== Segment start ==

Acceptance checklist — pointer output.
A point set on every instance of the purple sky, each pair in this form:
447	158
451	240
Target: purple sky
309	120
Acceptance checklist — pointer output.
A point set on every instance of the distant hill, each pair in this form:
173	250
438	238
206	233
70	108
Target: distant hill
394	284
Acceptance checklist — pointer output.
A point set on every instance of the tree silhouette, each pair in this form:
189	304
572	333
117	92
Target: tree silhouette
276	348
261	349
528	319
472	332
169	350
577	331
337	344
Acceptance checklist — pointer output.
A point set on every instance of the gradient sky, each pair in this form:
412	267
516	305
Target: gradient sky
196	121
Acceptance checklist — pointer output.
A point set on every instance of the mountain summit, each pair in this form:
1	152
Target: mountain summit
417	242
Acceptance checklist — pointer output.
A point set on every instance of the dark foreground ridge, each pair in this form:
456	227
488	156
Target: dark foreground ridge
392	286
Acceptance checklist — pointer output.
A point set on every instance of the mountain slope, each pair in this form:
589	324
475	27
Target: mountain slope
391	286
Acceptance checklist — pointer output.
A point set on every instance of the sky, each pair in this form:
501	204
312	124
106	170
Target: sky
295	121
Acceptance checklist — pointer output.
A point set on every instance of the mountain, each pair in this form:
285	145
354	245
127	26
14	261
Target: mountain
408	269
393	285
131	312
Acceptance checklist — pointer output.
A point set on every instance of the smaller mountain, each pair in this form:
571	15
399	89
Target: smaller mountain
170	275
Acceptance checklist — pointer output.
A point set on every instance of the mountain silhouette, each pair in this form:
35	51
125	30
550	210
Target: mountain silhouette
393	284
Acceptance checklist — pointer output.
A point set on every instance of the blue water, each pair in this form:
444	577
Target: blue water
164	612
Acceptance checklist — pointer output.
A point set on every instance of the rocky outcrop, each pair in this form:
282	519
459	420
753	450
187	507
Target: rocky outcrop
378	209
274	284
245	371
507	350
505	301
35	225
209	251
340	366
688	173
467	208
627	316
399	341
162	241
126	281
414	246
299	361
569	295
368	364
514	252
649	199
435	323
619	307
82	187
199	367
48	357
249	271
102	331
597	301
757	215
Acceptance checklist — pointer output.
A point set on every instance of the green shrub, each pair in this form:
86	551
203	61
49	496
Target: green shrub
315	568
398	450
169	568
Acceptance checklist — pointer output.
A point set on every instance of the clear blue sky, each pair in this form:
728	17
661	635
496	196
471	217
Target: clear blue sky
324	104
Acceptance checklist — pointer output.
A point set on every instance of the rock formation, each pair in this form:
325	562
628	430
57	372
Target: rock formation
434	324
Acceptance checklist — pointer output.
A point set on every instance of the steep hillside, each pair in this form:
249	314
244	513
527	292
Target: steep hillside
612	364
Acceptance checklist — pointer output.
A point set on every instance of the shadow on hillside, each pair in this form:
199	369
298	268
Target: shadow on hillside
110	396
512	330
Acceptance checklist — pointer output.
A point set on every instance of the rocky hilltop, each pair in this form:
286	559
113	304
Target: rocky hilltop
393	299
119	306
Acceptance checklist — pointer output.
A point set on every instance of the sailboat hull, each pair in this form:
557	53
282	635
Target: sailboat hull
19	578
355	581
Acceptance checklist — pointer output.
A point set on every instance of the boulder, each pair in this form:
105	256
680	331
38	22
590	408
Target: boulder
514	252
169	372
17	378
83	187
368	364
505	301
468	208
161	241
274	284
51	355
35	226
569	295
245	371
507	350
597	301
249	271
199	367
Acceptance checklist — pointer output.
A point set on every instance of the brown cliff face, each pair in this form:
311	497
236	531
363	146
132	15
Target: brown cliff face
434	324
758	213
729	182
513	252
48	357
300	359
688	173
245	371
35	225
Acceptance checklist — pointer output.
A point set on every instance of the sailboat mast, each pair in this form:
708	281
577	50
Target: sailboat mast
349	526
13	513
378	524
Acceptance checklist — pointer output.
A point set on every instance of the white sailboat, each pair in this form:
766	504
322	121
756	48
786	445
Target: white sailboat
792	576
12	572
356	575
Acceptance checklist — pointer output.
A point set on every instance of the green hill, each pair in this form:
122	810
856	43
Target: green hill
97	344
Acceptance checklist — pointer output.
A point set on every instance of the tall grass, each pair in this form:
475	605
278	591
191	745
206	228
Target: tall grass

== Segment end ==

THE PROBLEM:
Would you please return all lines of the data that include the word "tall"?

TASK ANSWER:
A point set on every instance of the tall grass, each pair in this form:
Target: tall grass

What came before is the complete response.